__Extracted data__.
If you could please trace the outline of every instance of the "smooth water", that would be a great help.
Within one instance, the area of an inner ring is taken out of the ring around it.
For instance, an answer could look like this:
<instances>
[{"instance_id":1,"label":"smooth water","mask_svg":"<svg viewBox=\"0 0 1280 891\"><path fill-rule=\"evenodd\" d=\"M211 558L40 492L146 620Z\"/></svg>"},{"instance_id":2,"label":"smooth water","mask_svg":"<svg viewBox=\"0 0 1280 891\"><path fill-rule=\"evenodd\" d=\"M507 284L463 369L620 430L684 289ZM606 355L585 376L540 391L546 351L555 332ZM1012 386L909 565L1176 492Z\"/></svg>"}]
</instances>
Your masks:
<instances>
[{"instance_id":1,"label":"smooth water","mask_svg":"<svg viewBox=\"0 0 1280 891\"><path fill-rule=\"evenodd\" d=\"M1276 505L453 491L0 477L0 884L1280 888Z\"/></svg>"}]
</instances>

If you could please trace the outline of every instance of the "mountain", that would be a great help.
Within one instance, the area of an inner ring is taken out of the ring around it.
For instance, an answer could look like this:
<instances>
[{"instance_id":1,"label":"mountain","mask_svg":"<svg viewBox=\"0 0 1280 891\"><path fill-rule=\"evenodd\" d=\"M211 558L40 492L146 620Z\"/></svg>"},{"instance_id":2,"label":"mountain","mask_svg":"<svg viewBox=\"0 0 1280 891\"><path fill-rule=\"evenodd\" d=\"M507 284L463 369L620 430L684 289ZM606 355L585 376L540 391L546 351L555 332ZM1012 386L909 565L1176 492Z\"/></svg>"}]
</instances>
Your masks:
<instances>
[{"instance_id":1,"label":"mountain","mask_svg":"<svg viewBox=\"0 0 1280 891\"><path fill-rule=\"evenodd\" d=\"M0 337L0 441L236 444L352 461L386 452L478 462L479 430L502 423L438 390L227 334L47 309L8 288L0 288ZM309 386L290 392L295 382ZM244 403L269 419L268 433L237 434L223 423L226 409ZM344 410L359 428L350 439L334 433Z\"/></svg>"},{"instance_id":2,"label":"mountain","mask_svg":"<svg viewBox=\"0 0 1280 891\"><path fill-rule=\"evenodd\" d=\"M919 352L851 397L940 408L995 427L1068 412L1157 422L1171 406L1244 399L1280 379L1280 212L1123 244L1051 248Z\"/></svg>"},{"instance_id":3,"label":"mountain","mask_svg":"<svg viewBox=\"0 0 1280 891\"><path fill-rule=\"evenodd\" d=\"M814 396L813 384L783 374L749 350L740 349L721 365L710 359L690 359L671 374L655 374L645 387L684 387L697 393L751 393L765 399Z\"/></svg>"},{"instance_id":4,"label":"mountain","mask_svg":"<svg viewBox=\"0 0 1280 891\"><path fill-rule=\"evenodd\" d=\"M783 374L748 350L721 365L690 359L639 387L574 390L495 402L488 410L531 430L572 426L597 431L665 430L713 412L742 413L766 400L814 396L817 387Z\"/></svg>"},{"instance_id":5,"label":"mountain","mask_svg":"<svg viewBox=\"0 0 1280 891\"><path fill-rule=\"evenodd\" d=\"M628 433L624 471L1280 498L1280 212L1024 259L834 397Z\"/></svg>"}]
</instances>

__Exercise details__.
Print all of the records, leaving each one exactly as it appears above.

__Solved exercise__.
If you could please trace the outline of every instance of the "smooth water", that would be a great help.
Within one instance, the area of an inner ring is taken out of the ring around it.
For instance, an answer could look like this:
<instances>
[{"instance_id":1,"label":"smooth water","mask_svg":"<svg viewBox=\"0 0 1280 891\"><path fill-rule=\"evenodd\" d=\"M211 558L40 492L146 620Z\"/></svg>"},{"instance_id":2,"label":"smooth water","mask_svg":"<svg viewBox=\"0 0 1280 891\"><path fill-rule=\"evenodd\" d=\"M507 284L463 369L620 430L684 289ZM606 355L585 376L540 391L546 351L555 332ZM1012 386L909 565L1176 492Z\"/></svg>"}]
</instances>
Your masks:
<instances>
[{"instance_id":1,"label":"smooth water","mask_svg":"<svg viewBox=\"0 0 1280 891\"><path fill-rule=\"evenodd\" d=\"M1276 505L453 491L0 477L0 884L1280 888Z\"/></svg>"}]
</instances>

If you could please trace the outline of every instance of the "mountain", that would be a great help.
Within one instance, the area of an inner ring is taken out of the ring around it.
For instance, an answer could look like this:
<instances>
[{"instance_id":1,"label":"mountain","mask_svg":"<svg viewBox=\"0 0 1280 891\"><path fill-rule=\"evenodd\" d=\"M211 558L40 492L146 620Z\"/></svg>"},{"instance_id":2,"label":"mountain","mask_svg":"<svg viewBox=\"0 0 1280 891\"><path fill-rule=\"evenodd\" d=\"M507 284L463 369L620 430L684 289ZM606 355L585 376L540 391L546 351L555 332ZM1012 386L909 565L1176 492Z\"/></svg>"}]
</instances>
Your masks:
<instances>
[{"instance_id":1,"label":"mountain","mask_svg":"<svg viewBox=\"0 0 1280 891\"><path fill-rule=\"evenodd\" d=\"M0 337L0 441L236 444L352 461L386 452L478 462L479 430L502 423L438 390L227 334L47 309L8 288L0 288ZM309 386L290 392L295 382ZM244 403L269 419L268 433L237 434L223 423L226 409ZM344 410L359 428L350 439L334 433Z\"/></svg>"},{"instance_id":2,"label":"mountain","mask_svg":"<svg viewBox=\"0 0 1280 891\"><path fill-rule=\"evenodd\" d=\"M919 352L851 397L940 408L995 427L1068 412L1157 422L1171 406L1244 399L1280 379L1280 212L1123 244L1051 248Z\"/></svg>"},{"instance_id":3,"label":"mountain","mask_svg":"<svg viewBox=\"0 0 1280 891\"><path fill-rule=\"evenodd\" d=\"M814 396L813 384L783 374L749 350L740 349L721 365L710 359L690 359L671 374L655 374L645 387L684 387L697 393L751 393L765 399Z\"/></svg>"},{"instance_id":4,"label":"mountain","mask_svg":"<svg viewBox=\"0 0 1280 891\"><path fill-rule=\"evenodd\" d=\"M783 374L748 350L721 365L690 359L639 387L574 390L495 402L488 410L531 430L572 426L597 431L665 430L713 412L742 413L766 400L814 396L817 387Z\"/></svg>"},{"instance_id":5,"label":"mountain","mask_svg":"<svg viewBox=\"0 0 1280 891\"><path fill-rule=\"evenodd\" d=\"M628 433L624 471L1280 498L1280 212L1024 259L834 397Z\"/></svg>"}]
</instances>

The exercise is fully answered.